[EXERCISE PROMPT]
Filter the entries for the word "stadium". Copy each line in which it occurs.

INFORMATION section start

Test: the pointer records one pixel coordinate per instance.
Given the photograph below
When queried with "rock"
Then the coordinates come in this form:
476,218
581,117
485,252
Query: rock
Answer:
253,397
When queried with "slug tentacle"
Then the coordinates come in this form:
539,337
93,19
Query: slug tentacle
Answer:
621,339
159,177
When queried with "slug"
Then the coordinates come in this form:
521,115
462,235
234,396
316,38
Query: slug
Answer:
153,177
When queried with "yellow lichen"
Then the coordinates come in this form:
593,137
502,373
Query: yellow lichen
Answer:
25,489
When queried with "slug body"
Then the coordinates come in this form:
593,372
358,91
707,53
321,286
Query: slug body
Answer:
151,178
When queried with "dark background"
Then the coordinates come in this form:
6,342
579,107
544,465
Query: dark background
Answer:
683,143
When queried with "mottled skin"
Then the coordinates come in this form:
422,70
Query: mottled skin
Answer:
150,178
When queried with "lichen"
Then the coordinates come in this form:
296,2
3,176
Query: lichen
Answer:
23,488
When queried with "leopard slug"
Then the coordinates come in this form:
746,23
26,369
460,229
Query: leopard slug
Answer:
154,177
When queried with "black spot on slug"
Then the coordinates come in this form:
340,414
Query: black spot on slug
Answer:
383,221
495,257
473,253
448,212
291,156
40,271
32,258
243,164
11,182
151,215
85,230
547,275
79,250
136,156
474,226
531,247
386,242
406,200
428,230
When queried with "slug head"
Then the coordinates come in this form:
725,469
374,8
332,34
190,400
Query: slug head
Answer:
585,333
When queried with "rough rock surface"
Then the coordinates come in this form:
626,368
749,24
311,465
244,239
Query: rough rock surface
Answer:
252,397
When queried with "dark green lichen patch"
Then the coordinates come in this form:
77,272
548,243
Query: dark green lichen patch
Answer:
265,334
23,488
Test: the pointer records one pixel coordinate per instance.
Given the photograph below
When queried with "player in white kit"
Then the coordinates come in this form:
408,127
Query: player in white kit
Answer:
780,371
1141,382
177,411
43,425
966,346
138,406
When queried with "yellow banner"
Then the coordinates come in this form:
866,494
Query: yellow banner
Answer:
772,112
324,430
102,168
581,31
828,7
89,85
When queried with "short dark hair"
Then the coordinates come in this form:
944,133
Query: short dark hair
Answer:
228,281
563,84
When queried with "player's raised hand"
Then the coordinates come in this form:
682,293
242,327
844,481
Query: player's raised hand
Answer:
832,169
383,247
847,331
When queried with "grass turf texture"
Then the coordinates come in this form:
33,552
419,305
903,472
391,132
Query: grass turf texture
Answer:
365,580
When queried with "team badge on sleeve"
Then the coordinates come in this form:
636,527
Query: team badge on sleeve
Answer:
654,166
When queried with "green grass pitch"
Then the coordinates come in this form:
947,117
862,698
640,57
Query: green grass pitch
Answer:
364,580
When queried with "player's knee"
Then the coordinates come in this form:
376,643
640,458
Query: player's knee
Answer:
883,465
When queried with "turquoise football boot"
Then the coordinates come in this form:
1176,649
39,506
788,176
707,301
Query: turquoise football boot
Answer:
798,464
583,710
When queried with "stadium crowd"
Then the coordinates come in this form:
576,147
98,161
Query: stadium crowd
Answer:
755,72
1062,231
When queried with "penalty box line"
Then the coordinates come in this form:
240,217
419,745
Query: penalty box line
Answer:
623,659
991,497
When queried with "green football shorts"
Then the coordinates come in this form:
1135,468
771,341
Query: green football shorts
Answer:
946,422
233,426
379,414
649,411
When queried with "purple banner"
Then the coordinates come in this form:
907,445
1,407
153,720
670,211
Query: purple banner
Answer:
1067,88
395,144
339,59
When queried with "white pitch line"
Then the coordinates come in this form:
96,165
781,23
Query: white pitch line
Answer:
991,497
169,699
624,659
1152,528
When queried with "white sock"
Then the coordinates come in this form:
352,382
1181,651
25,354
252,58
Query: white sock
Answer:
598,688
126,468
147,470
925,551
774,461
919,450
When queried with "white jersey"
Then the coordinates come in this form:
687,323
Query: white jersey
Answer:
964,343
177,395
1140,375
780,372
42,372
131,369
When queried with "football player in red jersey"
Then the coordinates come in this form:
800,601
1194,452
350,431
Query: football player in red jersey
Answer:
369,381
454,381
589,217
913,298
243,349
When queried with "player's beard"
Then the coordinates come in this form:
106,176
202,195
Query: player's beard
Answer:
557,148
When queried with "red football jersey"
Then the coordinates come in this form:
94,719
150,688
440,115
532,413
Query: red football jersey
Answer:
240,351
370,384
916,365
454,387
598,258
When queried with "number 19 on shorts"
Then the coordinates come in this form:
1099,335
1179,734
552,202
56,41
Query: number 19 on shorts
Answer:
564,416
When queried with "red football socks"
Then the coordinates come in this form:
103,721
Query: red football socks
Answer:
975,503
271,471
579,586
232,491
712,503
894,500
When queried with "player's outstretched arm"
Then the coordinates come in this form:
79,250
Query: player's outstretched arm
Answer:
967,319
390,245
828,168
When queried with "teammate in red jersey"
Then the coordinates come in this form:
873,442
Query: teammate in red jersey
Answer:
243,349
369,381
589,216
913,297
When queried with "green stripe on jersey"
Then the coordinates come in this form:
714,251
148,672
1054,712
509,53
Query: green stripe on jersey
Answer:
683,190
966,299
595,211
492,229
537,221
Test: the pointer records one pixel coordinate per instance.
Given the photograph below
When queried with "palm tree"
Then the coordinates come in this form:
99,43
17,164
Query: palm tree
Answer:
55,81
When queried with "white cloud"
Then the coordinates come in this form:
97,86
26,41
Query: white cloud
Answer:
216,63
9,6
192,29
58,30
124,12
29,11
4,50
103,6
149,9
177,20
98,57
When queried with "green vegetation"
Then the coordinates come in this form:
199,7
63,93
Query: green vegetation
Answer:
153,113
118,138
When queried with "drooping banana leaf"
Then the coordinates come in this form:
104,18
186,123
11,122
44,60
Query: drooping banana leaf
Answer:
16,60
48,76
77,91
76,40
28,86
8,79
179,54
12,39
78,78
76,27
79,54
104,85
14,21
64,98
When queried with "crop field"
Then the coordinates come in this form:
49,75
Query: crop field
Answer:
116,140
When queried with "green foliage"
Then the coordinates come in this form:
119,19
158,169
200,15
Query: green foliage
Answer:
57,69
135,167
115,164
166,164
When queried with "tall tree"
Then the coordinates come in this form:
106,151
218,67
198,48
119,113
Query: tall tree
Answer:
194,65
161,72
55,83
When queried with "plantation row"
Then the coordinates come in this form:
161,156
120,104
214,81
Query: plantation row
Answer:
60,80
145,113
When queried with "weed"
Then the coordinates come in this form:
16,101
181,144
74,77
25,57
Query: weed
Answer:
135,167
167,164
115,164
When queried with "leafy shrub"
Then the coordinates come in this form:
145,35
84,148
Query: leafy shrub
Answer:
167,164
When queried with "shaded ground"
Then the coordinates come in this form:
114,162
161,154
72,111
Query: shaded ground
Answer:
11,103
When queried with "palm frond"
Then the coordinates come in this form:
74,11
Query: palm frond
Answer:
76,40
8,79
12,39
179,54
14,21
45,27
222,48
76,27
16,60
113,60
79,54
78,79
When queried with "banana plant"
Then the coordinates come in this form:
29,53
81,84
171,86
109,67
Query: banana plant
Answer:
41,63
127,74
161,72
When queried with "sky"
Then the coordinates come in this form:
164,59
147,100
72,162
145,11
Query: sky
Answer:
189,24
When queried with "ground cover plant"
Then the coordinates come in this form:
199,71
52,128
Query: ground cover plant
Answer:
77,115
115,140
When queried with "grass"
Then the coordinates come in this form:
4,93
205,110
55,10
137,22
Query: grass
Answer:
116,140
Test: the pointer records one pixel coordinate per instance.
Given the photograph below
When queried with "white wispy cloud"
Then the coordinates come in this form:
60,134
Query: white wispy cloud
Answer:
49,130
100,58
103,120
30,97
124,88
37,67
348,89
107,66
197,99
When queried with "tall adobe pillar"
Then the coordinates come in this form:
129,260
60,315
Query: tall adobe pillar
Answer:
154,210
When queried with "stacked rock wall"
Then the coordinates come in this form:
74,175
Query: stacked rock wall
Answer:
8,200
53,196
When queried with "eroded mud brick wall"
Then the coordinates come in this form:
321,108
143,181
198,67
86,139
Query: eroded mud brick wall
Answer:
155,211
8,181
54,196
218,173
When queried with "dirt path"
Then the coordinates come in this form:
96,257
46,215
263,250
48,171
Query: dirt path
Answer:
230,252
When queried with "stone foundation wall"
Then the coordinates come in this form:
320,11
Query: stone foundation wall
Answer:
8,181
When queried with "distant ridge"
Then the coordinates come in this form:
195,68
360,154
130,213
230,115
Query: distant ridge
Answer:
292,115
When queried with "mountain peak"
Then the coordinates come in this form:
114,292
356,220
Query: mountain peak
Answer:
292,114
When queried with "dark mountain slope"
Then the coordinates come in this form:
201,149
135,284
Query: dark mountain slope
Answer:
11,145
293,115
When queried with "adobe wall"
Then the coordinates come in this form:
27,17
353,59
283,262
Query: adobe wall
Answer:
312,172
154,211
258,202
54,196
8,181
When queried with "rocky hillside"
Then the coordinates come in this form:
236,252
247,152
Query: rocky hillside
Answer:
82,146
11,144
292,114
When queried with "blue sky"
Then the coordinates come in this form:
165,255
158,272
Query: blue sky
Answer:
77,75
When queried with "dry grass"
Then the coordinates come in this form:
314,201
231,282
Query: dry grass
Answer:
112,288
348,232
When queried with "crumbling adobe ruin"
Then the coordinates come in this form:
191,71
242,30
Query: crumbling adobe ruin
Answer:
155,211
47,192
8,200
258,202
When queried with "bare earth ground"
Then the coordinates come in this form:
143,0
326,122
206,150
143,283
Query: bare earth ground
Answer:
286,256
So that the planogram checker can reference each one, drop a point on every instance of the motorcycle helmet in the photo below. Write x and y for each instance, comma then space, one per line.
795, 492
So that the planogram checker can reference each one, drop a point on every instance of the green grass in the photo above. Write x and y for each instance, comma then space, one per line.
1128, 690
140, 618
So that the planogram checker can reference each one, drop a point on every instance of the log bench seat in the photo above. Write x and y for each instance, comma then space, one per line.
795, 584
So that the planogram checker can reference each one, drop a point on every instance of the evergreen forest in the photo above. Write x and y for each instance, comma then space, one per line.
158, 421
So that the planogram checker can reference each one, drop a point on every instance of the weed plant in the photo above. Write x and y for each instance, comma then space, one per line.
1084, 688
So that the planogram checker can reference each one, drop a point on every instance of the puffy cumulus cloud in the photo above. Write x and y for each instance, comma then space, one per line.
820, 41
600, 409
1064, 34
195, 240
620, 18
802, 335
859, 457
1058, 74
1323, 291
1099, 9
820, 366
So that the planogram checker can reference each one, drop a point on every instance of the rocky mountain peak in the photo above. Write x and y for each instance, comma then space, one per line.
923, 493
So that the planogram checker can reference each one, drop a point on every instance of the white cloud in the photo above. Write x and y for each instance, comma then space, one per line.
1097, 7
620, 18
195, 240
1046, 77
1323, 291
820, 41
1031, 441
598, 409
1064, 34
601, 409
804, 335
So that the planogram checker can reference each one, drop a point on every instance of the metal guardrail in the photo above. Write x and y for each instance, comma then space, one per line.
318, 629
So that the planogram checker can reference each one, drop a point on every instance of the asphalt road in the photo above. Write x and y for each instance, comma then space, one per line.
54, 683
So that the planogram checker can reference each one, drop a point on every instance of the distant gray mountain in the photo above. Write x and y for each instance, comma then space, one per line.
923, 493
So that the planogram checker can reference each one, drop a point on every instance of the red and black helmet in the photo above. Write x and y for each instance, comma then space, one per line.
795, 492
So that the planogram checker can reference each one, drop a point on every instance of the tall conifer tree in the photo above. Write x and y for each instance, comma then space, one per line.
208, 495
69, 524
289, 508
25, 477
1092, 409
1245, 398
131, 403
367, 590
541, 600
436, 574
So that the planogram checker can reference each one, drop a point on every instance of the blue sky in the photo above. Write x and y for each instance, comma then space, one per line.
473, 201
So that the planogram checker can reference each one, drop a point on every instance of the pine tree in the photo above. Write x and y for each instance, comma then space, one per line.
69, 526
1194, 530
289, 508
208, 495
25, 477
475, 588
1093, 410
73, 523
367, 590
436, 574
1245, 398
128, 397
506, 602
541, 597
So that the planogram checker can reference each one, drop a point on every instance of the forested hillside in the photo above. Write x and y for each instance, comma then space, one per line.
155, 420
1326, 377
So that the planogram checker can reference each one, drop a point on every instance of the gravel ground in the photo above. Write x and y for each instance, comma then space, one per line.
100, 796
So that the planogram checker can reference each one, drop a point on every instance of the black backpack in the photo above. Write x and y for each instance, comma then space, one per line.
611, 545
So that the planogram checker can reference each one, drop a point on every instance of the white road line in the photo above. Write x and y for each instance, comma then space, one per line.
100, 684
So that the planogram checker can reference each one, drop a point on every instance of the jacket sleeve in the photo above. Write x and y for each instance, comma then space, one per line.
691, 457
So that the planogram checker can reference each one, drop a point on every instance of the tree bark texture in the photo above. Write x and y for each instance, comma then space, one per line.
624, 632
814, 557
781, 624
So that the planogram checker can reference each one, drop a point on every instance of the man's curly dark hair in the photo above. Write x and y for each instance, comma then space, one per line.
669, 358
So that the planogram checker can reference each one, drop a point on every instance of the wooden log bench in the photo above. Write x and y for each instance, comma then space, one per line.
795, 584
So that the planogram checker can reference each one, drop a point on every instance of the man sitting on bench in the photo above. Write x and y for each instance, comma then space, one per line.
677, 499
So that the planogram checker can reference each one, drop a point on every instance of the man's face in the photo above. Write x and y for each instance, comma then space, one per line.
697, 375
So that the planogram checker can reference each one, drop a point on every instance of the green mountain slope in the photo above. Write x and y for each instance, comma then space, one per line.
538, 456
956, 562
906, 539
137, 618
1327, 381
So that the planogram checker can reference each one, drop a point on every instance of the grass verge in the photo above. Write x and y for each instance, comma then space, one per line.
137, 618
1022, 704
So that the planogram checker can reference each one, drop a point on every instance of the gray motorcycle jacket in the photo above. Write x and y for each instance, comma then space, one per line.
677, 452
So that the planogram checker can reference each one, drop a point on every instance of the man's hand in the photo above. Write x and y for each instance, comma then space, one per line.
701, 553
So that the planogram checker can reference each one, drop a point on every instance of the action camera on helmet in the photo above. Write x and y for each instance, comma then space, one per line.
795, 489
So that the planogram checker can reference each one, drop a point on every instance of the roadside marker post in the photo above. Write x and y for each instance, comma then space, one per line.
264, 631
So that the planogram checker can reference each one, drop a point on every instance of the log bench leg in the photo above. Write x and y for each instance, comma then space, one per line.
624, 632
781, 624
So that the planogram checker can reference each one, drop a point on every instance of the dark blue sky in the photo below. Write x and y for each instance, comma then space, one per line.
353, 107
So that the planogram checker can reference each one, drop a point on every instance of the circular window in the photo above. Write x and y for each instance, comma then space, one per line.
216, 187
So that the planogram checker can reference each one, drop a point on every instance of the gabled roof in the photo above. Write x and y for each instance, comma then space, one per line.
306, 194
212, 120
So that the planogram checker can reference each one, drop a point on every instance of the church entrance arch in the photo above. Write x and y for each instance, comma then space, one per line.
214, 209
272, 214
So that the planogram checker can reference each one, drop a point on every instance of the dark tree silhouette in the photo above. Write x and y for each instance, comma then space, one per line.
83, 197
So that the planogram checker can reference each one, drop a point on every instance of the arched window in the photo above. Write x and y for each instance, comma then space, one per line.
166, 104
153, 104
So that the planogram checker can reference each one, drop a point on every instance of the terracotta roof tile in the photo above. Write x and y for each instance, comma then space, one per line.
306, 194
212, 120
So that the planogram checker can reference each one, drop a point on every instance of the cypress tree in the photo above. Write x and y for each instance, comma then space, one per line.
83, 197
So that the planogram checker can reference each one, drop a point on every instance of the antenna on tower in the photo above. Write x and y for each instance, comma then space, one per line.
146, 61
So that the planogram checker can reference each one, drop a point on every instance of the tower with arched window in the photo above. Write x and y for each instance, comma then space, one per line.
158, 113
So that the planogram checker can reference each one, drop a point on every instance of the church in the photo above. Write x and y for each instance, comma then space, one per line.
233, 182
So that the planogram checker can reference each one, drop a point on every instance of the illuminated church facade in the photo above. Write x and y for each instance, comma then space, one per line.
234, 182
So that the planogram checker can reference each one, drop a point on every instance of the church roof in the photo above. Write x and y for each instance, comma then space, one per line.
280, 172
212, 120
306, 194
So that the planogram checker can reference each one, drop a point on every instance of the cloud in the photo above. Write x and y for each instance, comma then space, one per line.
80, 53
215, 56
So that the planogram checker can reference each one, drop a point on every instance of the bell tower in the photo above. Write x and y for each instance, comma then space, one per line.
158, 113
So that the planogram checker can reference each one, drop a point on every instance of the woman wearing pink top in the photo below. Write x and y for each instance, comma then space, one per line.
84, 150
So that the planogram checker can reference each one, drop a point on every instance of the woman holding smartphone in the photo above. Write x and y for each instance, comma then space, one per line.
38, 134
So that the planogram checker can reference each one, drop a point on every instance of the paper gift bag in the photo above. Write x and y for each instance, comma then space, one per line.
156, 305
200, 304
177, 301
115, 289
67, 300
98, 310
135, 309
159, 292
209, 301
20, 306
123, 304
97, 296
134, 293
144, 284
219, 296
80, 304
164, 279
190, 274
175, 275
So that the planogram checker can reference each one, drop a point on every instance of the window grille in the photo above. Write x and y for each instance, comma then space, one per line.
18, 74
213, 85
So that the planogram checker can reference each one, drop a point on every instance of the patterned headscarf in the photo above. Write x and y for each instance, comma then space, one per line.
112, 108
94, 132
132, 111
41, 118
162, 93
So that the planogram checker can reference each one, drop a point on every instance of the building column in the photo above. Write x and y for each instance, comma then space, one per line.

INFORMATION section end

[OUTPUT OF THE EXERCISE]
When queried with "stadium crowd"
Query: stadium crowd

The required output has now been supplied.